*EXERCISE INSTRUCTIONS:* Reproduce the following lines verbatim, without any change.

*DATA ROWS:*
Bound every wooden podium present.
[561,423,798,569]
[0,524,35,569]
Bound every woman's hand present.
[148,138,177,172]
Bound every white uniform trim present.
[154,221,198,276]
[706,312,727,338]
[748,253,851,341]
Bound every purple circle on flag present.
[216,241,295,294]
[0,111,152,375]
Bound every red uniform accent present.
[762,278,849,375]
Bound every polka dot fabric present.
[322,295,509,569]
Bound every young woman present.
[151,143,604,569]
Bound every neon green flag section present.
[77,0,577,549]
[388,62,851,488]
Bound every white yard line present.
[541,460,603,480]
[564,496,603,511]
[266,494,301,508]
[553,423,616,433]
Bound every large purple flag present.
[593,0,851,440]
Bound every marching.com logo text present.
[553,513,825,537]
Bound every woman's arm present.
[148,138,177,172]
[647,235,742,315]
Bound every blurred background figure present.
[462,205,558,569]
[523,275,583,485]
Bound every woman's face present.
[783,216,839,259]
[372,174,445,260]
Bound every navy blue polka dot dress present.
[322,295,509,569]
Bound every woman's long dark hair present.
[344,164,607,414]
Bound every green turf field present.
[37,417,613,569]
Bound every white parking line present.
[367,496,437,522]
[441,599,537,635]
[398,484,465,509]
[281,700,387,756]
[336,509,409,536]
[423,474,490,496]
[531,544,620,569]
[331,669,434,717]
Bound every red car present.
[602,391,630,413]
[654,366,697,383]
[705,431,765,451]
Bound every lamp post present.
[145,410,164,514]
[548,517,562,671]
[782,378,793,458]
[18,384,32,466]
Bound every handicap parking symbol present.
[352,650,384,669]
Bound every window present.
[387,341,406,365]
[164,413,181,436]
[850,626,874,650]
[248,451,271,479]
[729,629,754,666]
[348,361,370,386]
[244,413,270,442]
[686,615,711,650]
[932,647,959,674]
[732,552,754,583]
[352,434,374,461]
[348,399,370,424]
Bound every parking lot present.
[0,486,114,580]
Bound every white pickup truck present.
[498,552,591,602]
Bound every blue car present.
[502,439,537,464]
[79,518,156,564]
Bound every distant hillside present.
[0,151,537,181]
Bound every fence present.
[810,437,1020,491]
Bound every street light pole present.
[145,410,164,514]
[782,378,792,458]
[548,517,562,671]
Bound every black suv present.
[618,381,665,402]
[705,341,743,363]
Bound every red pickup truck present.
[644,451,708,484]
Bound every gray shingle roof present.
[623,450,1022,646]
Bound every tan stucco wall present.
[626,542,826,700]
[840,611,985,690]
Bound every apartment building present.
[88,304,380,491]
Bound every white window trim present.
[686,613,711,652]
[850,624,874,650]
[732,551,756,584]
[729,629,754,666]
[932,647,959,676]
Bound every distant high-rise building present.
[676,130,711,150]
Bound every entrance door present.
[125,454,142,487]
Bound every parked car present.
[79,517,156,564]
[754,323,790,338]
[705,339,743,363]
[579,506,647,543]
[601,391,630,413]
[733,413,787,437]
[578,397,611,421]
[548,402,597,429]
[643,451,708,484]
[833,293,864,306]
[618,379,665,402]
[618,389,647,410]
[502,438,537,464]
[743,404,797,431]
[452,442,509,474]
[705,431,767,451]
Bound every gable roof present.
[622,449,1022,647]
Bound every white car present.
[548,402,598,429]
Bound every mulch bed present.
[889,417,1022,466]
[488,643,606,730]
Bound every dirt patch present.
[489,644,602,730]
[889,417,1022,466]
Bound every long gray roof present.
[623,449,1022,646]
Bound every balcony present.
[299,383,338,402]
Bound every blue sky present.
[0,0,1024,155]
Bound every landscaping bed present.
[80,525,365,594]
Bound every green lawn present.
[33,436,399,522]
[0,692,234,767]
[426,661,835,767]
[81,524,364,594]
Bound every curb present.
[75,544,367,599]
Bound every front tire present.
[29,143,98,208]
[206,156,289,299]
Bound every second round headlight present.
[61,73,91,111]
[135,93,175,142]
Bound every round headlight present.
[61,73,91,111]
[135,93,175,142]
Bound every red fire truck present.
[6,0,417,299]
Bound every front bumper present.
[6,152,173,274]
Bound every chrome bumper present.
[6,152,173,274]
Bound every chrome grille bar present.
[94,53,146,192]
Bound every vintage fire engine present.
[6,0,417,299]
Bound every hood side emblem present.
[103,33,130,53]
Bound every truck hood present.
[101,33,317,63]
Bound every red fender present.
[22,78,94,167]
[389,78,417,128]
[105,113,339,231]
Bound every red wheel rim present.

*TASK RESPONSE:*
Bound every wooden podium present.
[561,423,798,569]
[0,524,35,569]
Bound every woman's hand present.
[148,138,177,172]
Bound every white uniform trim present.
[154,221,198,276]
[706,312,727,338]
[748,253,851,341]
Bound every purple circle on flag present.
[216,241,295,294]
[0,111,152,375]
Bound every red uniform accent present.
[762,278,849,375]
Bound every polka dot fabric present.
[322,295,509,569]
Bound every young woman present.
[151,143,604,569]
Bound every neon green flag section present.
[77,0,577,549]
[388,62,851,488]
Bound every white yard line present.
[541,460,603,480]
[564,496,603,511]
[266,494,301,508]
[553,423,616,433]
Bound every large purple flag present.
[593,0,851,440]
Bound every marching.com logo text present.
[553,513,825,537]
Bound every woman's arm present.
[148,138,177,172]
[647,235,742,315]
Bound every blurred background figure present.
[462,205,558,569]
[523,275,583,485]
Bound every woman's face present.
[783,216,839,259]
[372,174,445,260]
Bound every navy blue polka dot dress present.
[322,295,509,569]
Bound every woman's long dark hair present.
[344,164,607,414]
Bound every green turf field present.
[37,417,613,569]
Bound every white parking line present.
[367,496,437,522]
[441,599,537,635]
[398,484,465,509]
[281,700,387,756]
[336,509,409,536]
[423,474,490,496]
[531,544,620,569]
[331,669,434,717]
Bound every red car present.
[602,391,630,413]
[654,366,697,383]
[705,431,765,451]
Bound every lamp post present.
[145,410,164,514]
[548,517,562,671]
[782,378,793,458]
[18,384,32,466]
Bound every handicap parking symbol present.
[352,650,384,669]
Bound every window present.
[387,341,406,365]
[164,413,181,436]
[850,626,874,650]
[248,451,271,479]
[729,629,754,666]
[348,361,370,386]
[244,413,270,442]
[686,615,711,650]
[932,647,959,674]
[732,552,754,583]
[352,434,374,461]
[348,399,370,424]
Bound every parking lot present.
[0,486,114,580]
Bound every white pickup truck present.
[498,552,591,602]
Bound every blue car present.
[502,439,537,464]
[79,518,156,564]
Bound every distant hillside present.
[0,151,537,181]
Bound every fence present.
[810,437,1020,491]
Bound every street light pole present.
[145,410,164,514]
[782,378,792,458]
[548,517,562,671]
Bound every black suv present.
[618,381,665,402]
[705,341,743,363]
Bound every red pickup truck present.
[644,451,708,484]
Bound every gray shingle roof present.
[623,450,1022,646]
Bound every tan stucco wall present.
[626,542,826,700]
[840,611,985,690]
Bound every apartment building present.
[88,304,380,491]
Bound every white window trim present.
[686,613,711,652]
[850,624,874,650]
[732,551,756,584]
[729,629,754,666]
[932,647,959,676]
Bound every distant high-rise building present.
[676,130,711,150]
Bound every entrance door present.
[125,454,142,487]
Bound every parked car present.
[79,517,156,564]
[754,323,790,338]
[705,339,743,363]
[579,506,647,543]
[601,391,630,413]
[733,413,787,437]
[578,397,611,421]
[548,402,597,429]
[643,451,708,484]
[833,293,864,306]
[618,379,665,402]
[618,389,647,410]
[502,438,537,464]
[743,404,797,431]
[452,442,509,474]
[705,431,767,451]
Bound every gable roof present.
[622,449,1022,647]
Bound every white car present.
[548,402,598,429]
Bound every mulch bed present.
[889,417,1022,466]
[488,643,606,730]
Bound every dirt patch present.
[489,644,602,730]
[889,417,1022,466]
Bound every long gray roof present.
[623,449,1022,646]
Bound every balcony present.
[299,383,338,402]
Bound every blue sky present.
[0,0,1024,155]
Bound every landscaping bed present.
[80,525,365,594]
Bound every green lawn present.
[33,436,399,522]
[0,692,234,767]
[426,661,835,767]
[81,524,364,594]
Bound every curb present.
[75,544,367,599]
Bound every front tire present.
[29,143,98,208]
[206,156,289,299]
Bound every second round headlight present.
[61,73,91,111]
[135,93,175,142]
Bound every round headlight present.
[61,73,91,111]
[135,93,175,142]
Bound every red fire truck present.
[6,0,417,299]
Bound every front bumper present.
[6,152,173,274]
Bound every chrome bumper present.
[6,152,173,274]
Bound every chrome grille bar present.
[94,53,146,192]
Bound every vintage fire engine present.
[6,0,417,299]
Bound every hood side emblem present.
[103,33,130,53]
Bound every truck hood present.
[101,33,317,63]
Bound every red fender present.
[22,78,94,167]
[389,78,417,128]
[105,113,339,231]
Bound every red wheel rim present.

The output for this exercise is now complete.